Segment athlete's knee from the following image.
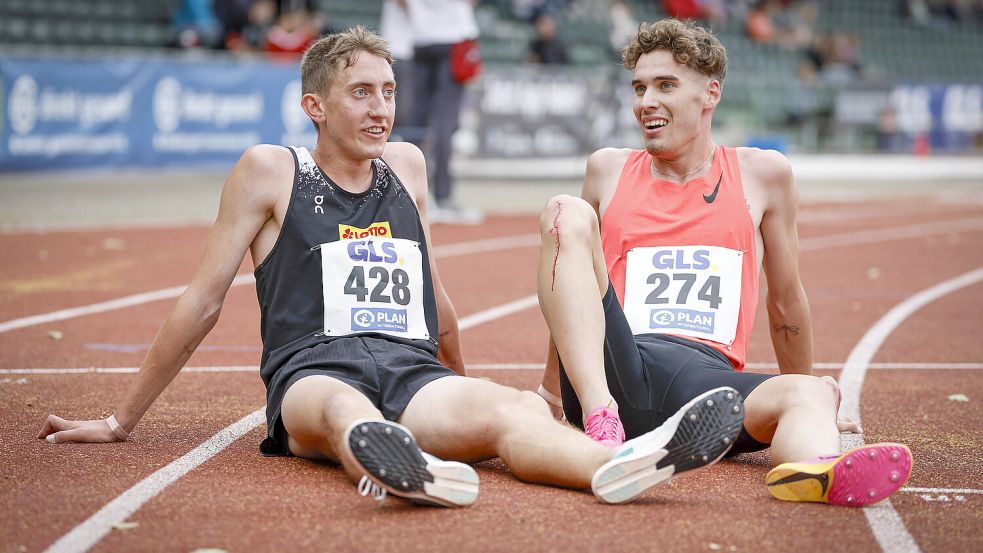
[319,392,381,431]
[493,390,552,429]
[539,194,598,241]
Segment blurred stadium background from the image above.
[0,0,983,222]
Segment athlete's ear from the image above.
[703,79,721,108]
[300,92,327,125]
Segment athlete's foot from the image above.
[591,387,744,503]
[344,420,478,507]
[766,443,912,507]
[584,407,625,447]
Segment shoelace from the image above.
[358,476,386,501]
[587,411,624,441]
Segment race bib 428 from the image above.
[320,238,430,340]
[625,246,743,344]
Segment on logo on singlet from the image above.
[338,221,393,240]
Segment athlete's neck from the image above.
[311,148,372,194]
[650,140,717,183]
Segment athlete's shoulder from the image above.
[382,142,426,171]
[735,148,793,188]
[382,142,427,198]
[236,144,294,176]
[587,148,635,172]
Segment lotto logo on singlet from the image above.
[352,308,406,332]
[338,221,393,240]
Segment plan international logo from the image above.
[338,221,393,240]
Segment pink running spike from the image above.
[584,407,625,447]
[828,443,911,505]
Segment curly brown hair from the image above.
[621,18,727,83]
[300,25,393,94]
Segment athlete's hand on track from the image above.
[38,415,120,444]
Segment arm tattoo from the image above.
[775,325,799,342]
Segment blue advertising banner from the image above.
[0,58,315,171]
[0,57,983,171]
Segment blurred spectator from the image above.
[609,0,638,57]
[773,1,819,50]
[662,0,727,27]
[805,33,863,85]
[527,13,570,65]
[379,0,421,130]
[898,0,983,30]
[786,60,819,127]
[877,105,908,152]
[173,0,222,48]
[406,0,482,223]
[745,0,818,50]
[512,0,573,22]
[744,0,780,44]
[215,0,277,52]
[264,8,318,56]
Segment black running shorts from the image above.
[560,285,776,455]
[260,336,457,455]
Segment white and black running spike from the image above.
[656,388,744,474]
[345,421,478,507]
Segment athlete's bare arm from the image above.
[384,142,465,376]
[741,149,813,374]
[38,146,293,442]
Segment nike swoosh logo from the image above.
[768,472,829,497]
[703,173,724,204]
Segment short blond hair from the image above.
[300,25,393,94]
[621,18,727,83]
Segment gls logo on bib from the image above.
[320,236,430,340]
[625,246,743,344]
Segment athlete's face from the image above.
[631,50,720,155]
[305,52,396,160]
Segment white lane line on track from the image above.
[45,406,266,553]
[7,362,983,375]
[839,268,983,553]
[0,234,539,334]
[799,217,983,252]
[7,217,983,334]
[45,295,537,553]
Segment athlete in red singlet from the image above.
[538,19,911,505]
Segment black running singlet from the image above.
[255,144,437,386]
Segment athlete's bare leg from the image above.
[398,376,615,489]
[744,374,840,465]
[537,195,617,416]
[280,375,383,482]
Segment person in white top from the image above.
[405,0,481,223]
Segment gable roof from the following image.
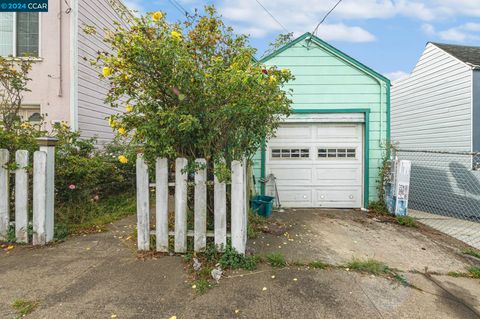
[259,32,390,84]
[430,42,480,66]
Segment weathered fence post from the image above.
[0,149,10,240]
[136,154,150,251]
[213,162,227,250]
[175,158,188,253]
[33,151,47,245]
[193,159,207,251]
[231,161,246,254]
[37,137,58,243]
[15,151,28,243]
[155,158,168,252]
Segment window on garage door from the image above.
[317,147,357,159]
[271,147,310,159]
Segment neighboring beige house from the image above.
[0,0,131,143]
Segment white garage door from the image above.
[266,123,363,208]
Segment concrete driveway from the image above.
[249,209,472,274]
[0,211,480,319]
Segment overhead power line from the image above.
[255,0,289,33]
[312,0,342,35]
[168,0,190,17]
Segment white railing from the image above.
[136,155,247,254]
[0,138,56,245]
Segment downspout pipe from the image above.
[58,0,63,97]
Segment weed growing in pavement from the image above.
[12,299,39,318]
[346,259,390,276]
[308,261,331,269]
[267,253,287,268]
[462,248,480,259]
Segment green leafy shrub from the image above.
[267,254,287,268]
[218,246,259,270]
[89,6,293,179]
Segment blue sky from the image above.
[124,0,480,80]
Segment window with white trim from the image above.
[271,147,310,159]
[317,147,357,159]
[0,12,40,57]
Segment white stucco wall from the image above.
[23,0,71,129]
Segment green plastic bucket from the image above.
[250,195,274,217]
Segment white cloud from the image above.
[422,23,435,35]
[384,71,410,82]
[318,23,375,42]
[422,22,480,42]
[123,0,145,13]
[216,0,480,42]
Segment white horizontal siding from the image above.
[78,0,126,144]
[391,44,472,151]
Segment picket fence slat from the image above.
[193,159,207,251]
[33,151,47,245]
[137,155,248,254]
[136,155,150,251]
[15,150,28,243]
[175,158,188,253]
[213,165,227,250]
[0,150,10,240]
[155,158,168,252]
[0,150,10,239]
[231,161,246,253]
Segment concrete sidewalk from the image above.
[409,209,480,249]
[0,214,480,319]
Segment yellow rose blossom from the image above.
[108,117,117,128]
[20,122,30,129]
[102,66,112,77]
[171,31,182,40]
[152,11,163,21]
[118,155,128,164]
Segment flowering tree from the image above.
[89,6,292,172]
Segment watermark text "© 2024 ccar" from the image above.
[0,0,48,12]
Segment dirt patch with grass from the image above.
[248,209,475,274]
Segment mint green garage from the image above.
[253,33,390,208]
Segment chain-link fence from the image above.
[393,150,480,249]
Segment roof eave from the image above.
[259,32,391,85]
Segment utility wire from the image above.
[168,0,190,17]
[312,0,342,35]
[255,0,289,33]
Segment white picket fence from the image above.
[0,139,55,245]
[136,155,248,254]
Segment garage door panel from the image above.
[314,187,362,208]
[315,124,361,141]
[275,125,312,140]
[266,123,363,208]
[269,166,313,185]
[313,167,362,186]
[267,186,313,207]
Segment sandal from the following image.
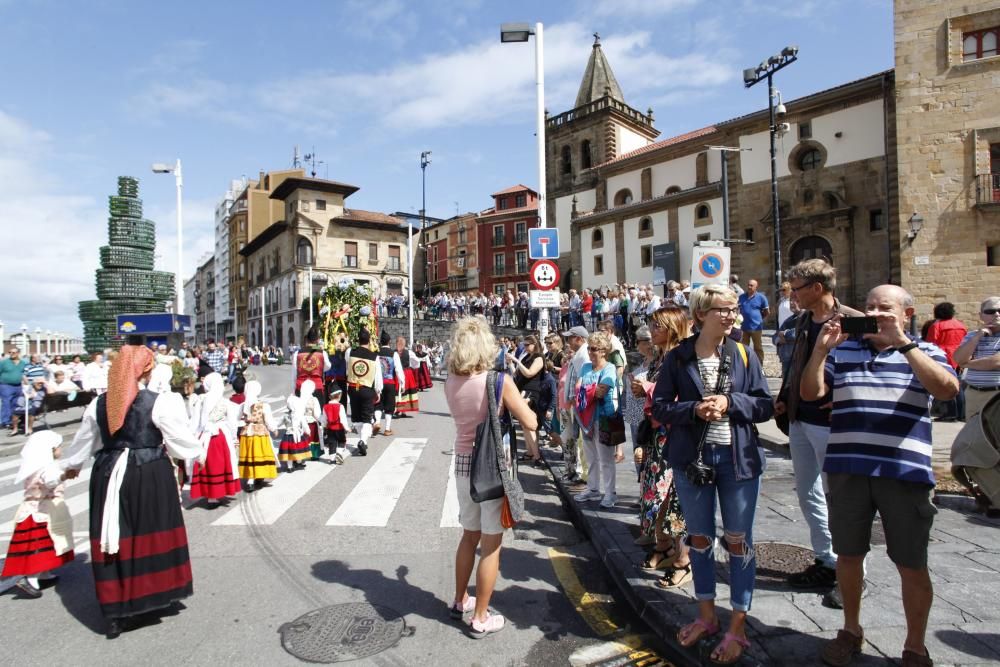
[639,544,678,572]
[677,616,719,648]
[709,632,750,665]
[656,562,692,588]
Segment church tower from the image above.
[545,33,660,285]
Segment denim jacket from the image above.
[652,334,774,479]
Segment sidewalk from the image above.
[543,422,1000,666]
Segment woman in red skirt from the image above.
[0,431,76,598]
[191,373,240,507]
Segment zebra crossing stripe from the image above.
[326,438,427,528]
[441,452,462,528]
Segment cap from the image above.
[562,326,590,338]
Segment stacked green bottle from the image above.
[80,176,174,352]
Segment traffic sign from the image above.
[528,227,559,259]
[691,246,730,289]
[531,259,559,290]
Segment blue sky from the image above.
[0,0,893,332]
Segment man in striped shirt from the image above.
[800,285,958,665]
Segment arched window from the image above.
[295,236,313,266]
[799,148,823,171]
[791,236,833,264]
[615,188,632,206]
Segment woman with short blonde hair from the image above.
[444,315,538,639]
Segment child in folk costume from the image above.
[323,389,351,464]
[278,394,315,472]
[239,380,278,492]
[0,431,75,598]
[299,380,323,461]
[191,373,240,507]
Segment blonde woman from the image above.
[444,315,538,639]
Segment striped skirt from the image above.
[191,433,240,499]
[239,435,278,479]
[90,450,194,618]
[0,515,73,577]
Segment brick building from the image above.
[476,185,538,294]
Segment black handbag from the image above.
[469,371,504,503]
[684,350,731,486]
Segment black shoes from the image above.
[788,560,837,588]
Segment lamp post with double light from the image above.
[500,23,549,340]
[743,46,799,303]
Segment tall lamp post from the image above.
[420,151,431,302]
[153,158,184,315]
[743,46,799,303]
[500,23,549,339]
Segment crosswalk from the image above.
[0,437,468,563]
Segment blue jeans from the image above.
[674,445,760,611]
[0,384,21,426]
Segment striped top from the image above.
[823,339,955,485]
[962,331,1000,387]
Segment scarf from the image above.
[107,345,154,435]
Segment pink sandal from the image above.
[711,632,750,665]
[677,617,719,648]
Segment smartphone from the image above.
[840,317,878,336]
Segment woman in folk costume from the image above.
[299,380,323,461]
[410,343,434,391]
[0,431,76,598]
[60,345,202,639]
[374,329,406,435]
[191,373,240,507]
[239,380,278,492]
[278,394,310,472]
[396,336,420,417]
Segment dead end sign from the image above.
[531,259,559,290]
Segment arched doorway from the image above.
[791,236,833,264]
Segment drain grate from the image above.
[278,602,406,663]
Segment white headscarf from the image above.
[146,364,174,394]
[14,430,62,484]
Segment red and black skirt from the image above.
[90,449,194,618]
[191,433,240,499]
[0,515,73,577]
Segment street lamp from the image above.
[500,23,549,339]
[743,46,799,303]
[153,158,184,315]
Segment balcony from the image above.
[976,174,1000,209]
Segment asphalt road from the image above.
[0,367,663,665]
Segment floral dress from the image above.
[639,356,687,545]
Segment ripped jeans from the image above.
[674,444,760,611]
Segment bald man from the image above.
[800,285,958,665]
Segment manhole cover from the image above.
[278,602,406,663]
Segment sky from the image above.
[0,0,893,335]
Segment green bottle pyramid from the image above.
[80,176,174,353]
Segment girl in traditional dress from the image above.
[239,380,278,492]
[395,336,420,417]
[299,380,323,461]
[278,394,310,472]
[59,345,202,639]
[191,373,240,507]
[0,431,75,598]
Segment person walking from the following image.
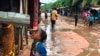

Objective
Can you render the data from the line with "Segment window with" up to and including the line with "[441,452,462,528]" as a numbered list, with blank lines skipped and the pictures left out?

Solution for this problem
1. Segment window with white trim from the image above.
2. [271,147,310,159]
3. [317,147,357,159]
4. [0,12,40,57]
5. Segment white stucco wall from the image above.
6. [23,0,71,129]
7. Segment green plastic bucket from the image above.
8. [250,195,274,217]
9. Segment white cloud from the image above.
10. [422,23,435,35]
11. [384,71,410,82]
12. [318,23,375,42]
13. [422,22,480,42]
14. [123,0,145,13]
15. [216,0,480,42]
16. Segment white horizontal siding from the image above.
17. [78,0,126,144]
18. [391,44,472,151]
19. Segment picket fence slat from the image above.
20. [193,159,207,251]
21. [33,151,47,245]
22. [137,155,248,254]
23. [136,155,150,251]
24. [15,150,28,243]
25. [175,158,188,253]
26. [213,165,227,250]
27. [0,150,10,240]
28. [155,158,168,252]
29. [0,150,10,239]
30. [231,161,246,253]
31. Segment concrete sidewalk from the image above.
32. [409,209,480,249]
33. [0,214,480,319]
34. Segment yellow rose blossom from the image above.
35. [108,117,117,128]
36. [20,122,30,129]
37. [102,66,112,77]
38. [171,31,182,40]
39. [152,11,163,21]
40. [118,155,128,164]
41. Segment flowering tree from the image above.
42. [89,6,292,172]
43. Segment watermark text "© 2024 ccar" from the image above.
44. [0,0,48,12]
45. Segment dirt patch with grass from the image above.
46. [248,209,475,274]
47. Segment mint green garage from the image above.
48. [253,33,390,208]
49. Segment chain-link fence from the image above.
50. [393,150,480,249]
51. Segment roof eave from the image above.
52. [259,32,391,85]
53. Segment utility wire from the image above.
54. [168,0,190,17]
55. [312,0,342,35]
56. [255,0,289,33]
57. Segment white picket fence from the image above.
58. [0,139,55,245]
59. [136,155,248,254]
60. Segment garage door panel from the image above.
61. [314,187,362,208]
62. [315,124,361,141]
63. [275,125,312,140]
64. [266,123,363,208]
65. [269,166,313,185]
66. [313,167,362,186]
67. [267,186,313,207]
68. Segment sandal from the following image.
69. [639,544,678,572]
70. [677,616,719,648]
71. [709,632,750,665]
72. [656,562,692,588]
73. Segment church tower from the image above.
74. [545,33,660,285]
75. Segment denim jacket from the image above.
76. [652,334,774,479]
77. Segment sidewalk from the image above.
78. [543,422,1000,666]
79. Segment woman in red skirt from the image above.
80. [0,431,76,598]
81. [191,373,240,507]
82. Segment zebra crossing stripe from the image above.
83. [326,438,427,528]
84. [441,452,462,528]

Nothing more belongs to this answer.